— begin Supplied entries —

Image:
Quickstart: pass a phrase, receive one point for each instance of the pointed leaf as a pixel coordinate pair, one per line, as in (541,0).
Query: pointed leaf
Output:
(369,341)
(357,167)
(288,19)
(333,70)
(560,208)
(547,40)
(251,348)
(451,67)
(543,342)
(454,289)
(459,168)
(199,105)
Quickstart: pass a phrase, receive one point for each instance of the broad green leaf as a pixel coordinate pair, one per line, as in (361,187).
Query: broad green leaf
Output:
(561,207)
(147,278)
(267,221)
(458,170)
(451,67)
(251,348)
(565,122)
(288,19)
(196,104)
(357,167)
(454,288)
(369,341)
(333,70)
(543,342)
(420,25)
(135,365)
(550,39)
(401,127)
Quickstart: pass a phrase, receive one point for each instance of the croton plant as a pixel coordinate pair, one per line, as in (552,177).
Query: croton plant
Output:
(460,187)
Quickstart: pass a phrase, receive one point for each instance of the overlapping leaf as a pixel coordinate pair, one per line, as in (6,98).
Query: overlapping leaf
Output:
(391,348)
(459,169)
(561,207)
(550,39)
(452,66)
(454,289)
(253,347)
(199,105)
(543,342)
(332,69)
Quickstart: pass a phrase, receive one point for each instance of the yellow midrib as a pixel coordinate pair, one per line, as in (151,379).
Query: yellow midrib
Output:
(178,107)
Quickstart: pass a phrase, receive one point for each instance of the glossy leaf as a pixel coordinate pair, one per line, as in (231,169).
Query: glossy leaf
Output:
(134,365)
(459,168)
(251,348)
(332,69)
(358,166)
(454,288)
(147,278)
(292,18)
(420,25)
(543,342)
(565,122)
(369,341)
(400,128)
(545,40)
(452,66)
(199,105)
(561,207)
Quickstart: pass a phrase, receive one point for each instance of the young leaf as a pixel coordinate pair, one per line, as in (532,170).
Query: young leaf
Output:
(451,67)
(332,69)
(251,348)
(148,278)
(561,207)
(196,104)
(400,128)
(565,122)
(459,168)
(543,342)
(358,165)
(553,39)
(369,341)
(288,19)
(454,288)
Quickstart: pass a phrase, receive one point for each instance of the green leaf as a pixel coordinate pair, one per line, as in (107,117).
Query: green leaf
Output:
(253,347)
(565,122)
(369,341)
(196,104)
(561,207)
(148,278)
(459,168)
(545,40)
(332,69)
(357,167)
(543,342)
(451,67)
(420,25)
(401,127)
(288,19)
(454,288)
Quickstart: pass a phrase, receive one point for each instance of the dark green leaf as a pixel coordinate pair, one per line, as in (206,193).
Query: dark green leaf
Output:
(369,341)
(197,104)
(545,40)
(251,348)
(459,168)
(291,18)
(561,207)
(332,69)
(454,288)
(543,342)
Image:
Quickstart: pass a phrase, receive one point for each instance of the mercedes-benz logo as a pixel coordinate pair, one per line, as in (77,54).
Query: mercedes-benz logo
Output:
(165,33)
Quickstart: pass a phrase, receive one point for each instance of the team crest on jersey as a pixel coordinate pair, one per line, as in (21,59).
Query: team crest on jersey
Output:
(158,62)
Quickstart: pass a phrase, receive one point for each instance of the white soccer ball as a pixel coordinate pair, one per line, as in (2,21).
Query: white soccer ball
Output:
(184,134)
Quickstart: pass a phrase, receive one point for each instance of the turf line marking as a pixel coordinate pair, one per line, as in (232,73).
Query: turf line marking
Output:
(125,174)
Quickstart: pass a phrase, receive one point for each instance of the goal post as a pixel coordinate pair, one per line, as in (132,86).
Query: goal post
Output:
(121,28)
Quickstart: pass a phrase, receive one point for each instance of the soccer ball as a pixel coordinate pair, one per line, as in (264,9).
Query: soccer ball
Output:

— end Supplied entries —

**The exercise**
Rewrite all of the data above with every instance of "Quickstart" renamed to "Usage", leaving everything else unchanged.

**Final result**
Image:
Usage: pass a phrase, receive one point for each instance of the pointed leaf as a pixel coordinate pair, one per line, as in (541,0).
Query: pointed leaf
Output:
(369,341)
(357,167)
(288,19)
(333,70)
(560,208)
(547,40)
(251,348)
(451,67)
(543,342)
(454,289)
(459,168)
(199,105)
Usage: pass a phrase, receive one point for each instance of the broad green leaf as a pixel coordinate pair, one per line, as in (361,187).
Query: broad green leaf
Output:
(561,207)
(147,278)
(267,221)
(458,170)
(451,67)
(251,348)
(565,122)
(288,19)
(196,104)
(357,167)
(454,288)
(369,341)
(333,70)
(543,342)
(420,25)
(135,365)
(550,39)
(401,127)
Usage: pass a phrase, receive one point for each instance of the croton plant as a pixel coordinate pair, one per line, as in (552,177).
Query: croton plant
Output:
(460,187)
Usage: pass a phrase, receive one point for each instance of the overlapping leaf as a pixel coordinate pair, one per line, as in (6,98).
Query: overlapping leaf
Output:
(391,348)
(459,169)
(561,207)
(550,39)
(452,66)
(454,289)
(253,347)
(199,105)
(543,342)
(332,69)
Usage: pass a phrase, receive one point for each instance of the yellow midrib as a pixel coordinate pair, one per line, as in (151,379).
Query: yellow midrib
Output:
(178,107)
Usage: pass a phrase, receive one point for each instance of the glossy leaf as a pixel coordinate pair, one per line, as in (231,169).
Query: glossy leaf
Output:
(134,365)
(459,168)
(251,348)
(332,69)
(358,166)
(454,288)
(147,278)
(292,18)
(420,25)
(543,342)
(565,122)
(369,341)
(400,128)
(545,40)
(452,66)
(199,105)
(561,207)
Usage: pass a phrase, receive one point for each instance of the young leaf as a pixel coordinate pair, one per line, as in (532,170).
Query: young leaf
Output:
(451,67)
(332,69)
(251,348)
(148,278)
(561,207)
(196,104)
(400,128)
(565,122)
(459,168)
(543,342)
(358,165)
(553,39)
(369,341)
(288,19)
(454,288)
Usage: pass a phrase, receive one point for each instance of the green leaf as a pixel coordinate pair, one per line, as in (107,117).
Query: green leaf
Output:
(253,347)
(565,122)
(369,341)
(196,104)
(561,207)
(148,278)
(459,168)
(545,40)
(332,69)
(357,167)
(543,342)
(451,67)
(420,25)
(401,127)
(288,19)
(454,288)
Usage: pass a phrase, receive one point for each instance of the dark green leaf as a pixel coordinate pair, one per line, as in (206,193).
Query: dark green leaf
Output:
(369,341)
(197,104)
(545,40)
(251,348)
(459,168)
(291,18)
(561,207)
(332,69)
(454,288)
(543,342)
Image:
Usage: pass a phrase, receive one point for each instance of the mercedes-benz logo as a pixel coordinate pair, one per line, as in (77,54).
Query: mercedes-benz logo
Output:
(165,33)
Usage: pass a phrase, receive one point for each instance of the team crest on jersey as a pixel coordinate pair, one per line, as in (21,59).
Query: team crest on jersey
Output:
(158,62)
Usage: pass a phrase, receive one point for each instance of the white soccer ball as a pixel coordinate pair, one per line, as in (2,21).
Query: white soccer ball
Output:
(184,134)
Usage: pass a phrase, receive one point for each instance of the turf line marking as a pixel coordinate pair, one per line, as in (232,73).
Query: turf line marking
Output:
(125,174)
Usage: pass a phrase, receive one point for each instance of the goal post as a pixel coordinate pair, one per line, as in (132,86).
Query: goal post
Output:
(121,28)
Usage: pass a phrase, receive one point for each instance of the soccer ball as a pixel coordinate pair, one per line, as in (264,9).
Query: soccer ball
Output:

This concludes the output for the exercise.